++++ DATA ++++
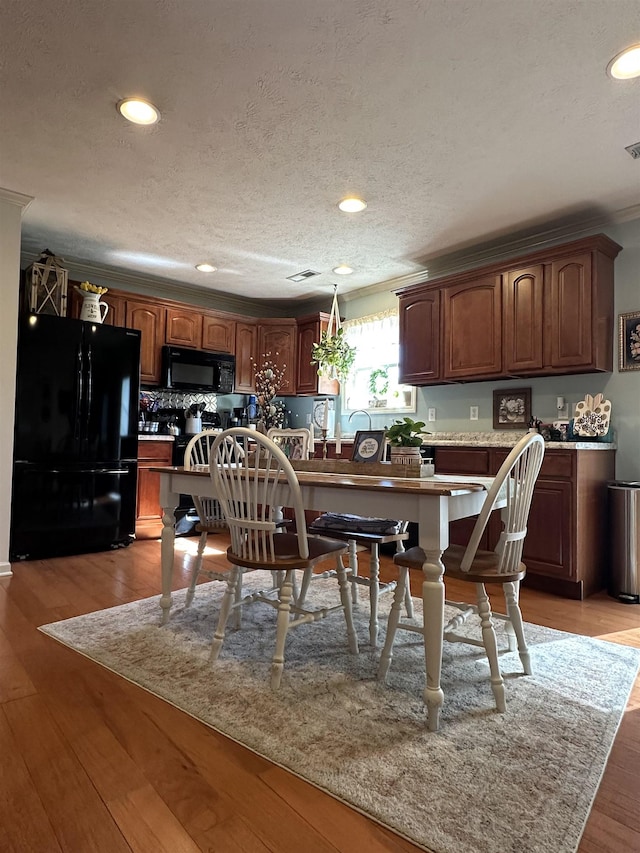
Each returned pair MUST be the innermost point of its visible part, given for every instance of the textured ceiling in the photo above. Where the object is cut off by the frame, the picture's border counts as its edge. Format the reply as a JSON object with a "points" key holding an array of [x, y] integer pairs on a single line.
{"points": [[459, 121]]}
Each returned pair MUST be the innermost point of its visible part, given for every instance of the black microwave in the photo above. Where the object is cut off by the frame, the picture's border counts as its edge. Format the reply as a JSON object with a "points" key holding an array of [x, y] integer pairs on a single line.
{"points": [[195, 370]]}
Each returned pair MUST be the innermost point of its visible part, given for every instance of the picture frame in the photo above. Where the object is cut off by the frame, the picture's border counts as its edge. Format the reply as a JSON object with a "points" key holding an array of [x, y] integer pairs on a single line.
{"points": [[368, 445], [511, 408], [629, 341]]}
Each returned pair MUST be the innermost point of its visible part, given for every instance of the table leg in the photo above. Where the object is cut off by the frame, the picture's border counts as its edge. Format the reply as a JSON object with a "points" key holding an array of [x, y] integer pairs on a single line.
{"points": [[167, 541], [433, 608]]}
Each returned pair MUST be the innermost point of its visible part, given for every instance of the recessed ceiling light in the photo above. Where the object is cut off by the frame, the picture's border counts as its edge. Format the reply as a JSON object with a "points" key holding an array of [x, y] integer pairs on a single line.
{"points": [[352, 205], [625, 65], [138, 111]]}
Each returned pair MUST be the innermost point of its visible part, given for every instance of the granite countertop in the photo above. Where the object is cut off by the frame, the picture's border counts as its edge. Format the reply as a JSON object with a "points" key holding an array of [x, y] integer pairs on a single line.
{"points": [[497, 438], [508, 438]]}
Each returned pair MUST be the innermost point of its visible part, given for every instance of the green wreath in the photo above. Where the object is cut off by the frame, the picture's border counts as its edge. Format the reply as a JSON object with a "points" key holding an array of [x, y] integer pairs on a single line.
{"points": [[379, 382]]}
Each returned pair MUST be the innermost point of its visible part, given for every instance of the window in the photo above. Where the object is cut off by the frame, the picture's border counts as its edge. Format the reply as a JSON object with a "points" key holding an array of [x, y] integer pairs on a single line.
{"points": [[373, 381]]}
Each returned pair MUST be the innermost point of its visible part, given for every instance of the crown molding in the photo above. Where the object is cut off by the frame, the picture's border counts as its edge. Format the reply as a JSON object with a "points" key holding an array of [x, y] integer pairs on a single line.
{"points": [[19, 199]]}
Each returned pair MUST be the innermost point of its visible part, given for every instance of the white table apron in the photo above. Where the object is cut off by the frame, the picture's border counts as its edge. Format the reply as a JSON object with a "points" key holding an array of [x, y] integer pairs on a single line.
{"points": [[432, 511]]}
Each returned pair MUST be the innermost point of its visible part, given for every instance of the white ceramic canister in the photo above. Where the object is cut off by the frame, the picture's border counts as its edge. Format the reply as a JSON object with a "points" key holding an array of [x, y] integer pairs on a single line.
{"points": [[194, 425]]}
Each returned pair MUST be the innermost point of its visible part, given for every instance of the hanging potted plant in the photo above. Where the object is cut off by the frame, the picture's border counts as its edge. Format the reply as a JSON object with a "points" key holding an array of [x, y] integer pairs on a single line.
{"points": [[405, 438], [332, 353]]}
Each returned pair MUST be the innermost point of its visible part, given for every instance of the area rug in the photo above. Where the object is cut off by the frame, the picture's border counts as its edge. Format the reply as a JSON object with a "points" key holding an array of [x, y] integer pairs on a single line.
{"points": [[523, 781]]}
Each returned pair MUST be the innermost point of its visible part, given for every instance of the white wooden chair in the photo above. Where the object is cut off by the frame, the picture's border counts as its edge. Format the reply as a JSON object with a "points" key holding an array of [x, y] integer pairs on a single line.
{"points": [[248, 488], [504, 566], [211, 519]]}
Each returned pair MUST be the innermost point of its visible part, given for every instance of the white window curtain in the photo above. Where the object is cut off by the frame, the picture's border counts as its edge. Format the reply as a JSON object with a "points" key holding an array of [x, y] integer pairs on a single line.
{"points": [[373, 381]]}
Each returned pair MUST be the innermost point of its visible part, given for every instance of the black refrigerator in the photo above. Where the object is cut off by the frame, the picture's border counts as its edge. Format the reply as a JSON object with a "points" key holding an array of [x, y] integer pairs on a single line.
{"points": [[75, 443]]}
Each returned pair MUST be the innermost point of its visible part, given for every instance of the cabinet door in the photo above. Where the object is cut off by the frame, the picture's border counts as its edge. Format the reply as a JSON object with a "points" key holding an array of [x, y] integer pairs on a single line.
{"points": [[218, 333], [308, 381], [569, 312], [473, 329], [523, 313], [150, 319], [184, 327], [151, 454], [280, 340], [420, 338], [246, 345]]}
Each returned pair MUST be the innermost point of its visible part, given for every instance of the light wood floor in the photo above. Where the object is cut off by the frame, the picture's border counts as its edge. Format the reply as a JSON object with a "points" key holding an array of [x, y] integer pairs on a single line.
{"points": [[89, 762]]}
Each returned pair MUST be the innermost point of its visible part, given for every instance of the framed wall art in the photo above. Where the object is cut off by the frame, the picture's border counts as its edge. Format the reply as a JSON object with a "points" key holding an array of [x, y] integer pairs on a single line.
{"points": [[368, 445], [629, 341], [511, 408]]}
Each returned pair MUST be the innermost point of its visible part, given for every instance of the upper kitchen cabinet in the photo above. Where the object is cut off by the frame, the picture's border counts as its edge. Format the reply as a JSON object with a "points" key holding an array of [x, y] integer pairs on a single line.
{"points": [[523, 291], [218, 333], [548, 313], [420, 338], [150, 318], [184, 327], [308, 382], [246, 347], [472, 327], [277, 341]]}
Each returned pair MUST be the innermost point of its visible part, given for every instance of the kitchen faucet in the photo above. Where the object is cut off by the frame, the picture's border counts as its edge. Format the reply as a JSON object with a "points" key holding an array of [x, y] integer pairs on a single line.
{"points": [[360, 411]]}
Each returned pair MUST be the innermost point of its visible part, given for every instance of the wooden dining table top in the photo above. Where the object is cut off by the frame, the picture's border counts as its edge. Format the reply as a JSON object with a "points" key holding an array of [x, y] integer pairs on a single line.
{"points": [[439, 484]]}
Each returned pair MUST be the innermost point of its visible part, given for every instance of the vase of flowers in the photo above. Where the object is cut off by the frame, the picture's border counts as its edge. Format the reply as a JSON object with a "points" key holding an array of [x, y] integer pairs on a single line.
{"points": [[267, 382], [92, 310]]}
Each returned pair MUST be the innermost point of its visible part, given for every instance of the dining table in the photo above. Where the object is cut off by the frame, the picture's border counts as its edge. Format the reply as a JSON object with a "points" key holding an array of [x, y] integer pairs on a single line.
{"points": [[432, 502]]}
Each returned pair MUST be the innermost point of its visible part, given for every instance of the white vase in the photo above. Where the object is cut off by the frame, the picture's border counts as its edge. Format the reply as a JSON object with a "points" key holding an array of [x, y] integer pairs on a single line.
{"points": [[92, 309]]}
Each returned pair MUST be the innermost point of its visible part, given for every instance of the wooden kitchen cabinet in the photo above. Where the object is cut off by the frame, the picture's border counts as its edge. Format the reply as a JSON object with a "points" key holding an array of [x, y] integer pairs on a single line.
{"points": [[246, 348], [472, 326], [184, 327], [218, 333], [419, 322], [150, 319], [151, 454], [279, 339], [565, 550], [308, 382], [544, 314], [523, 302]]}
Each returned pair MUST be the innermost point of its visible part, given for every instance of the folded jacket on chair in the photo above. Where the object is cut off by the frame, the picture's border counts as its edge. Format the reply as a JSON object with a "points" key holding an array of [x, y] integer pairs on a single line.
{"points": [[358, 523]]}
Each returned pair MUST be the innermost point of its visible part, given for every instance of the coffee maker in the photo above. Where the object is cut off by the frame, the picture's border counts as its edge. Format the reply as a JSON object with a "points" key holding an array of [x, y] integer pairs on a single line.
{"points": [[239, 417]]}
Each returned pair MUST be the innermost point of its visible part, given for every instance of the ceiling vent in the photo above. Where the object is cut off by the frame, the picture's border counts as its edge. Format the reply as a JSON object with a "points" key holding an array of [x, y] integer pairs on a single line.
{"points": [[300, 276], [634, 150]]}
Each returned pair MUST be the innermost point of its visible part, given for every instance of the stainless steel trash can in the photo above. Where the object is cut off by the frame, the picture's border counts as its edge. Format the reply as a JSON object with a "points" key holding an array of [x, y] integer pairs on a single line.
{"points": [[624, 538]]}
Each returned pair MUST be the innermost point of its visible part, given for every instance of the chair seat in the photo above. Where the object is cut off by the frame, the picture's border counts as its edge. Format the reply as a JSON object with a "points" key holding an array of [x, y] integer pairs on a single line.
{"points": [[484, 568], [287, 555], [358, 536]]}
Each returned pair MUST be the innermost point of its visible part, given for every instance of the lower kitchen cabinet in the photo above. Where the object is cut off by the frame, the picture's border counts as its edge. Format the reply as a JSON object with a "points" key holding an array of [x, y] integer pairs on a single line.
{"points": [[565, 550], [151, 454]]}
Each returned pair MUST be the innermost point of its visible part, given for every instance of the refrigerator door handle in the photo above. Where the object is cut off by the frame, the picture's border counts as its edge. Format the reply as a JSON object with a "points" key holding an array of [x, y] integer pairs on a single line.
{"points": [[79, 393]]}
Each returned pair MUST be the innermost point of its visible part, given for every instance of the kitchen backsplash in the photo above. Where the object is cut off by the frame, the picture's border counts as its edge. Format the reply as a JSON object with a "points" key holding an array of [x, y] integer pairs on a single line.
{"points": [[182, 399]]}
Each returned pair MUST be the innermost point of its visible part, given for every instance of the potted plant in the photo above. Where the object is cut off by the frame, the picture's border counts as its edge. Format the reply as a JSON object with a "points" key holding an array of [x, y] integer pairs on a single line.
{"points": [[333, 355], [405, 437]]}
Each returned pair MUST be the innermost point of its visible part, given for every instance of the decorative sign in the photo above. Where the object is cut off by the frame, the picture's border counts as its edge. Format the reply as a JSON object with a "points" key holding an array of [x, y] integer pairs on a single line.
{"points": [[368, 446]]}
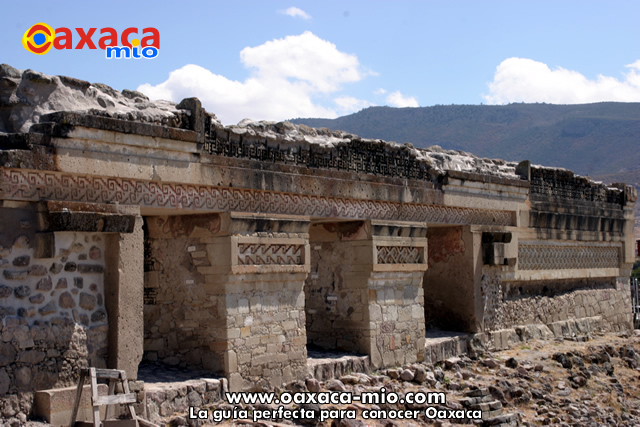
++++
— TASK DETAILS —
Find the line with "the kitchen backsplash". Return it and each line after it through the end of the data, exactly, without pictures.

— RESULT —
Each returned pair MUST be the innermost point of its visible part, given for every instance of the kitchen backsplash in the photo above. Where the object is cut off by the frame, the picture's border counts as its edge. Format the reply as a JSON object with a "points" key holding an array of [x, y] integer pairs on a single line.
{"points": [[182, 399]]}
Each returned pair MUST be the innermost point of its visible part, given for every instance of the potted plant in the photo above. Where the object is cut off by the frame, the picture's border counts as its edge. Format the reply as a JSON object with a "points" key holding an array of [x, y] integer pairs on a single line.
{"points": [[333, 355], [405, 437]]}
Each returned pair MUST be the innermost point of its visible part, given for every instance of the decorative sign in the photo above. Where the object is cut off by the frame, the picture's border counts as its edge. Format the reply as a JSON object with a "points" key holding an array of [x, y] integer pairs on a single line.
{"points": [[368, 446]]}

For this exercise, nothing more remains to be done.